▶ YOUR GOAL: Could you reproduce, word for word, everything in the tender offer notice from "On the early" down to "date of redemption."?

▶ SOURCE DOCUMENT:
/---

The Company’s obligation to accept for purchase, and to pay for, 2026 Senior Second Lien Notes validly tendered and not validly withdrawn pursuant to the Tender Offer is conditioned upon the satisfaction or, when applicable, waiver of certain conditions, which are more fully described in the Offer to Purchase, including, among others, a financing condition as described in the Offer to Purchase. In addition, subject to applicable law, the Company reserves the right, in its sole discretion, (i) to waive any condition to the Tender Offer and the Consent Solicitation, (2) to amend any of the terms of the Tender Offer and/or the Consent Solicitation or (3) to modify the Tender Offer Consideration or the Early Tender Payment; provided that in the event the Company modifies the Tender Offer Consideration or a dealer’s soliciting fee (if any) or increases or decreases the percentage of the 2026 Senior Second Lien Notes being sought in the Tender Offer, the Tender Offer will be extended, if necessary, such that the Expiration Time is at least 10 business days from the date of that notice of such change is first published or sent or given to holders of 2026 Senior Second Lien Notes. The Company is making the Tender Offer and the Consent Solicitation only in those jurisdictions where it is legal to do so.

On the early settlement date, which is expected to be January 28, 2025, and conditioned upon the receipt of the net proceeds from the Company’s proposed offering of Notes, the Company intends to issue a conditional notice of redemption for any 2026 Senior Second Lien Notes that remain outstanding following the consummation or termination of the Tender Offer and the Consent Solicitation. The Company anticipates that the conditional notice of redemption will call for the redemption of any Notes that remain outstanding on August 1, 2025. Such redemption is being made in accordance with the “optional redemption” provision of the Indenture, pursuant to which the 2026 Senior Second Lien Notes were issued, at a redemption price equal to 100.000% of the aggregate principal amount of the 2026 Senior Second Lien Notes, plus accrued and unpaid interest up to, but excluding, the date of redemption.

\---

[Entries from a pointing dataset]
/---

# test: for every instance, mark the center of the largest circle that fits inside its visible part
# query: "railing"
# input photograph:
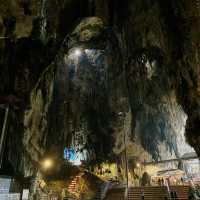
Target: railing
(14, 196)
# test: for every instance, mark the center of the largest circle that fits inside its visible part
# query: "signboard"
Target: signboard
(25, 194)
(5, 185)
(69, 154)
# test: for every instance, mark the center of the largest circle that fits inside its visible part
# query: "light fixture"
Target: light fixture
(77, 52)
(138, 165)
(47, 164)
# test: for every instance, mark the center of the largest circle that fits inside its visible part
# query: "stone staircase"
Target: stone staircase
(150, 193)
(72, 186)
(181, 191)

\---

▶ SOLUTION TO THE PROBLEM:
On the early settlement date, which is expected to be January 28, 2025, and conditioned upon the receipt of the net proceeds from the Company’s proposed offering of Notes, the Company intends to issue a conditional notice of redemption for any 2026 Senior Second Lien Notes that remain outstanding following the consummation or termination of the Tender Offer and the Consent Solicitation. The Company anticipates that the conditional notice of redemption will call for the redemption of any Notes that remain outstanding on August 1, 2025. Such redemption is being made in accordance with the “optional redemption” provision of the Indenture, pursuant to which the 2026 Senior Second Lien Notes were issued, at a redemption price equal to 100.000% of the aggregate principal amount of the 2026 Senior Second Lien Notes, plus accrued and unpaid interest up to, but excluding, the date of redemption.